* What is needed
Pull out each line of the records below that contains the word "dining", and copy those lines in full.

## Begin

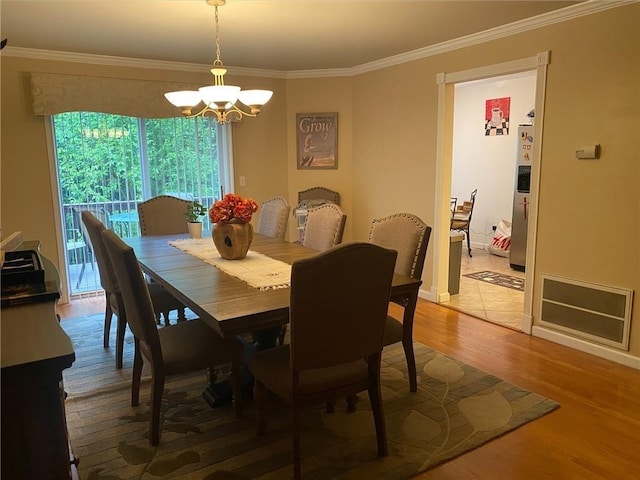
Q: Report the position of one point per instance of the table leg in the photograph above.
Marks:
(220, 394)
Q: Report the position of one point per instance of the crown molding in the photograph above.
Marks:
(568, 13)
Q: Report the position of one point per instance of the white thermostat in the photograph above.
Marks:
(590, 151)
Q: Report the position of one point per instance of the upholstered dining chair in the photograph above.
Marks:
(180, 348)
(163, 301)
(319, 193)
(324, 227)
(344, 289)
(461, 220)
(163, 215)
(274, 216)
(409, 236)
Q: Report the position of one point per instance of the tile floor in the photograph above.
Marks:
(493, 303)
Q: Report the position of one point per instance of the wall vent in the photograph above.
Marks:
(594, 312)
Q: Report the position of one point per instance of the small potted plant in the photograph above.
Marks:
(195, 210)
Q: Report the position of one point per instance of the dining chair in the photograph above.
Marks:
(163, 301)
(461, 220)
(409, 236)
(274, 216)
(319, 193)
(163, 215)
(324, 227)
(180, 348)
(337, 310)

## End
## Begin

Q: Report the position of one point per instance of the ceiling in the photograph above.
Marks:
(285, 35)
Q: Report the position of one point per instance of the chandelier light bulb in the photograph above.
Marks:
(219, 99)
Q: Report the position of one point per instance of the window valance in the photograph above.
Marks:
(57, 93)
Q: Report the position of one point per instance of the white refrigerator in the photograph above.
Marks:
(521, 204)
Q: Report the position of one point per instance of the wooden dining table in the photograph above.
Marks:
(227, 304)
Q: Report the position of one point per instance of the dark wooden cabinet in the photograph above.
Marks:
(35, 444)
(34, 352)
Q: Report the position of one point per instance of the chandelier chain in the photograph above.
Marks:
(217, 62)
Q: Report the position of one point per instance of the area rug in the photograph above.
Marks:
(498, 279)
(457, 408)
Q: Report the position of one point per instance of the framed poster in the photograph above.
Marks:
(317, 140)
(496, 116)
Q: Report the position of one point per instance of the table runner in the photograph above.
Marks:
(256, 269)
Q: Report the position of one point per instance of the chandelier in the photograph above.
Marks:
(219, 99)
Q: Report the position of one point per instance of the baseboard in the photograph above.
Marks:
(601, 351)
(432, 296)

## End
## Begin

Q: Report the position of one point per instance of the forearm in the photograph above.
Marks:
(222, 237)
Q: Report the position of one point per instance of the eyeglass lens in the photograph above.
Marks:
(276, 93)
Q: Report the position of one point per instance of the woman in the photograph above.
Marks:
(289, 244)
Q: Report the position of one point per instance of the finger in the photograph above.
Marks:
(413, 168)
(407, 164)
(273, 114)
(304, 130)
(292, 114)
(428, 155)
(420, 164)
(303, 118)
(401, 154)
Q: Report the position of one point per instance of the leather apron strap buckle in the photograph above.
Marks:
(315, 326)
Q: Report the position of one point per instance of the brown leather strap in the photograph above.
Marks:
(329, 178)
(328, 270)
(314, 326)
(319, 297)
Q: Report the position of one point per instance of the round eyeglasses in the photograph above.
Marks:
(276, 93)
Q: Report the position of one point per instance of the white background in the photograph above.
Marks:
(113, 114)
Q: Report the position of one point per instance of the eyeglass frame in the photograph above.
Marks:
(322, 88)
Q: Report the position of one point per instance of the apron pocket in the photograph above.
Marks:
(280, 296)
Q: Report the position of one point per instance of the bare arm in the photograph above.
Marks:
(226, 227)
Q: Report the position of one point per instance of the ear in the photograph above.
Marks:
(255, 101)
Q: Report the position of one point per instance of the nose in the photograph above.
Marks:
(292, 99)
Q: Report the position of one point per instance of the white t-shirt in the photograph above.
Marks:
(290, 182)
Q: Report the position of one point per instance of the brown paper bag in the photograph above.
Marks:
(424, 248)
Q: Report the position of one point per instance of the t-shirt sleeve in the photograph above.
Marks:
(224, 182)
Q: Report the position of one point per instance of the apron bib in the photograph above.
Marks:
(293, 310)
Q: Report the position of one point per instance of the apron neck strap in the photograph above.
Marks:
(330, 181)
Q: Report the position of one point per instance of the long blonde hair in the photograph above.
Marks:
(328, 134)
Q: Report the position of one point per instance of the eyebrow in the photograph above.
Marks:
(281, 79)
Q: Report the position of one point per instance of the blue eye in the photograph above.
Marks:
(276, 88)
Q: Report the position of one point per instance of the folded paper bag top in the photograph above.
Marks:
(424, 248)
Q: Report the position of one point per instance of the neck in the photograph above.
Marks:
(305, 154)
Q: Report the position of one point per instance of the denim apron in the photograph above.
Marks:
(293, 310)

## End

* Exercise output
Q: Report the position of one point per instance of the upholstered dining chair in the photograph above.
Q: Report the position of one point per instance of the dining chair in the photograph above.
Q: Report the position of one point per instance of the wooden dining table in the photograph above.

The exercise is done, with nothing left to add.